[Study text]

◆ ◆ ◆ ◆ ◆

In the summer of 2009 the United States celebrated the fortieth anniversary of the first Moon landing, Apollo 11. Amidst all of the hoopla virtually every news story, especially in the electronic world, made some comment about a supposedly rising belief that humans have never landed on the Moon. Why?
Of course, from almost the point of the first Apollo missions, a small group of Americans have denied that it had taken place. This group seems to be expanding as the events of Apollo recede into history. Aided by a youth movement that does not remember what went down in the Apollo era and for whom distrust of government runs high, it is among that cadre of Americans where those who are skeptical have proliferated. Jaded by so many other government scandals, these younger members of society whose recollection of Apollo is distant to begin with finds it easy to believe the questioning they see on myriad Moon hoax web sites. Lack of understanding of science and failure to employ critical analytical skills make them more susceptible to this type of hucksterism. There has been considerable research on the parts of society that embrace conspiracy theories of all types. Arguing that conspiracism writ large represents a fundamental part of the political system, legal scholar Mark Fenster claims in Conspiracy Theories:Secrecy and Power in American Culture (Minnesota, 2008), that such conspiracies represent “a polarization so profound that people end up with an unshakable belief that those in power ‘simply can’t be trusted’.” At the time of the first landings, opinion polls showed that overall less than five percent “doubted the moon voyage had taken place.” Fueled by conspiracy theorists of all stripes, this number has grown over time. In a 2004 poll, while overall numbers remained about the same, among Americans between 18 and 24 years old “27% expressed doubts that NASA went to the Moon,” according to pollster Mary Lynne Dittmar. Doubt is different from denial, but this represents a trend that seemed to be growing over time among those who did not witness the events. Perhaps this situation should not surprise us.
A lot of other truly weird beliefs exist in society. Apollo 17 astronaut Harrison Schmitt has been philosophical about this turn: “If people decide they’re going to deny the facts of history and the facts of science and technology, there’s not much you can do with them. For most of them, I just feel sorry that we failed in their education.” While it is inappropriate for us to take this denial seriously and opinion surveys show consistently that few do, for those raised in the postmodern world of the latter twentieth century where the nature of truth is so thoroughly questioned it is more likely to gain a footing. The media, especially, have fueled doubts over the years. While this may not be viewed as a definitive statement, a child’s bib I have seen places the blame squarely on the media’s back. It reads: “Once upon a time people walked on the moon. They picked up some rocks. They planted some flags. They drove a buggy around for a while. Then they came back. At least that’s what grandpa said. The TV guy said it was all fake. Grandpa says the TV guy is an idiot. Someday, I want to go to the moon too.” No question, the February 2001 airing of the Fox special Conspiracy Theory: Did We Land on the Moon? changed the nature of the debate. In this instance a major network presented a conspiracy scenario without any serious rebuttal that might have been offered. As USA Today (April 9, 2001) reported in the aftermath of the show: “According to Fox and its respectfully interviewed ‘experts’—a constellation of ludicrously marginal and utterly uncredentialed ‘investigative journalists’—the United States grew so eager to defeat the Soviets in the intensely competitive 1960s space race that it faked all six Apollo missions."

◆ ◆ ◆ ◆ ◆

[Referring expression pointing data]
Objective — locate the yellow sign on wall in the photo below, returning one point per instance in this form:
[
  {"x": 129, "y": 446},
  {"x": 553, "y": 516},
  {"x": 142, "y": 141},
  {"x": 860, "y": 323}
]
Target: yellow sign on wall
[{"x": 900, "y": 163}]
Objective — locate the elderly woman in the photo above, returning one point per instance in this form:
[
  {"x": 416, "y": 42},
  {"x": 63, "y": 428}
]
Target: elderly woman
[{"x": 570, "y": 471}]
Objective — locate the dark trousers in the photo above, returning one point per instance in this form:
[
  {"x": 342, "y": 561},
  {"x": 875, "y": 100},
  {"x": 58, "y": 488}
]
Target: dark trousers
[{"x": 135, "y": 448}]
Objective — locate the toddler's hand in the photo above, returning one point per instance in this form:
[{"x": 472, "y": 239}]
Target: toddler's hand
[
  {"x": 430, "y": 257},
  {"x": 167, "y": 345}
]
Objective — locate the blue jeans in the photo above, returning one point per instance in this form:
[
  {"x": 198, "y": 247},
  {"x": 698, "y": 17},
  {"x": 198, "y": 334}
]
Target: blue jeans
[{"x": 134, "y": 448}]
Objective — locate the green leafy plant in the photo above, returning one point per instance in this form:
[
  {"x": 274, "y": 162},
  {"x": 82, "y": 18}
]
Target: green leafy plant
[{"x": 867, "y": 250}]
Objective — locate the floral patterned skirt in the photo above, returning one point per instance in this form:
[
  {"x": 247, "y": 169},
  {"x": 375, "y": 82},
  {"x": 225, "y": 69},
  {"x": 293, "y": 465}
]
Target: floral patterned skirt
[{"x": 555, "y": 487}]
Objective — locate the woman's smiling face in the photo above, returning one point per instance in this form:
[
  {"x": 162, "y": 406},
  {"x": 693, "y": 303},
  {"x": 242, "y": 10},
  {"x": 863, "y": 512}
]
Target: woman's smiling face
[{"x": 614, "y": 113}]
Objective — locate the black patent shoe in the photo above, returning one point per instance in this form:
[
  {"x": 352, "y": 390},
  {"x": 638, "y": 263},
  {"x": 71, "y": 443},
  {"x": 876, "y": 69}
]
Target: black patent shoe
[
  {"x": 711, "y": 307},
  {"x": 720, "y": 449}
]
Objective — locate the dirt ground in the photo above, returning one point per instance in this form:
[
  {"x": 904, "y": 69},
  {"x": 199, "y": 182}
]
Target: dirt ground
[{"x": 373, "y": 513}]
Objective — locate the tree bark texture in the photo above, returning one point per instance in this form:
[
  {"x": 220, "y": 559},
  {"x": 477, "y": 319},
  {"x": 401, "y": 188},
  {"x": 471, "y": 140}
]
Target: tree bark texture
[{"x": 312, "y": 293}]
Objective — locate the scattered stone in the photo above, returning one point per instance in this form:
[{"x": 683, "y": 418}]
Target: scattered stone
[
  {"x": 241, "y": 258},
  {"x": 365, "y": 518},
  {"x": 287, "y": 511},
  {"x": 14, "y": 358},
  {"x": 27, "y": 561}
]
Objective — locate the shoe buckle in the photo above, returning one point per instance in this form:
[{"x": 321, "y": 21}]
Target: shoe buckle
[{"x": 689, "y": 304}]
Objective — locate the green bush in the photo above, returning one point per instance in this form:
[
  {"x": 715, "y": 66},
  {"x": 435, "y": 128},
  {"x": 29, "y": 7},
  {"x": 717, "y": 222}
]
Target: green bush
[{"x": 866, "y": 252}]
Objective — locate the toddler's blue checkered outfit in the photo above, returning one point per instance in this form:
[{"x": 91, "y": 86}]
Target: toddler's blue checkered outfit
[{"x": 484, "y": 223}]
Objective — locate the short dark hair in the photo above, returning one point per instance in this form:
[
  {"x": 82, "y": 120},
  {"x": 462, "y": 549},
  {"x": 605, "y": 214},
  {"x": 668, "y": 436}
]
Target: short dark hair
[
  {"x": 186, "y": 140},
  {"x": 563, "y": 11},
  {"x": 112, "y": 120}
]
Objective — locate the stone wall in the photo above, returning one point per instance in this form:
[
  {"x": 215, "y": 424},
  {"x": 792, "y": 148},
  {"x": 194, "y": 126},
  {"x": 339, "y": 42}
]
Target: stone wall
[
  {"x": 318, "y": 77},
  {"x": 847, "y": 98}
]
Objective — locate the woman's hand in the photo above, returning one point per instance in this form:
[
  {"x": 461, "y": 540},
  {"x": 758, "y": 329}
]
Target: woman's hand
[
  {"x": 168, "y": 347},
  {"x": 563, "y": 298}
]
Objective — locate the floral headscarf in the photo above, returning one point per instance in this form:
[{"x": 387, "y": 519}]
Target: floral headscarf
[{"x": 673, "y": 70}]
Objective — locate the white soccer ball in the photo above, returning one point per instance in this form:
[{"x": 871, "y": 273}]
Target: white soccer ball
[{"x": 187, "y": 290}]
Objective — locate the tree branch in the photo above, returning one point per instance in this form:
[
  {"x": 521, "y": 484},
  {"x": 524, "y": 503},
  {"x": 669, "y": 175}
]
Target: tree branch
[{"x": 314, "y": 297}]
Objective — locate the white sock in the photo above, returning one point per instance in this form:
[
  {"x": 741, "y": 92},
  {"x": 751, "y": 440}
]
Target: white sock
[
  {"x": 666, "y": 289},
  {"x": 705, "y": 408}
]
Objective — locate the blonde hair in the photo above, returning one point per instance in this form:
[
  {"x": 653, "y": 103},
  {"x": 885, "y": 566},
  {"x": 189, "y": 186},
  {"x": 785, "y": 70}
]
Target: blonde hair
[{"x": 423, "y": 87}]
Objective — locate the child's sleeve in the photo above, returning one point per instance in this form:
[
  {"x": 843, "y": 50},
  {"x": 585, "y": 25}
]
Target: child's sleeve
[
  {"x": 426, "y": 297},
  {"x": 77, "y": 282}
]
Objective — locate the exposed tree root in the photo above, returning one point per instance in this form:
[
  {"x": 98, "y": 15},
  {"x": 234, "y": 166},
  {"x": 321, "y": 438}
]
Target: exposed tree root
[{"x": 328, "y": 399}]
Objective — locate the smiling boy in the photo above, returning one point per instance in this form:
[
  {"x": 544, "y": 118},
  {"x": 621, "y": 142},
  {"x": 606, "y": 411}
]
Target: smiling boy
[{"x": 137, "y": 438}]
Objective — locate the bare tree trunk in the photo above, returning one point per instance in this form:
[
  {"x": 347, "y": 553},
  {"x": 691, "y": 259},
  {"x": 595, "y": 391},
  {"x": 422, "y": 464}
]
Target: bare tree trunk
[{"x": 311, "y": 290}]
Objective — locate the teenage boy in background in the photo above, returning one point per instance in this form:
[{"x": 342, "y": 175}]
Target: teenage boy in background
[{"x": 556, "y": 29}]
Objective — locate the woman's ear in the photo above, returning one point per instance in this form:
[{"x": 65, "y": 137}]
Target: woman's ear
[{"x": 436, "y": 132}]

◆ ◆ ◆ ◆ ◆

[Assignment 1]
Translate this sentence from the Moon-landing denial text into Spanish: "A lot of other truly weird beliefs exist in society."
[Assignment 2]
In the Moon-landing denial text, edit the passage starting with "In the summer" and going on through "the Moon. Why?", replacing "fortieth" with "fiftieth".
[Assignment 3]
According to the Moon-landing denial text, what share of Americans between 18 and 24 years old expressed doubts that NASA went to the Moon in the 2004 poll?

[Output 1]
En la sociedad existen muchas otras creencias verdaderamente extrañas.

[Output 2]
In the summer of 2009 the United States celebrated the fiftieth anniversary of the first Moon landing, Apollo 11. Amidst all of the hoopla virtually every news story, especially in the electronic world, made some comment about a supposedly rising belief that humans have never landed on the Moon. Why?

[Output 3]
27%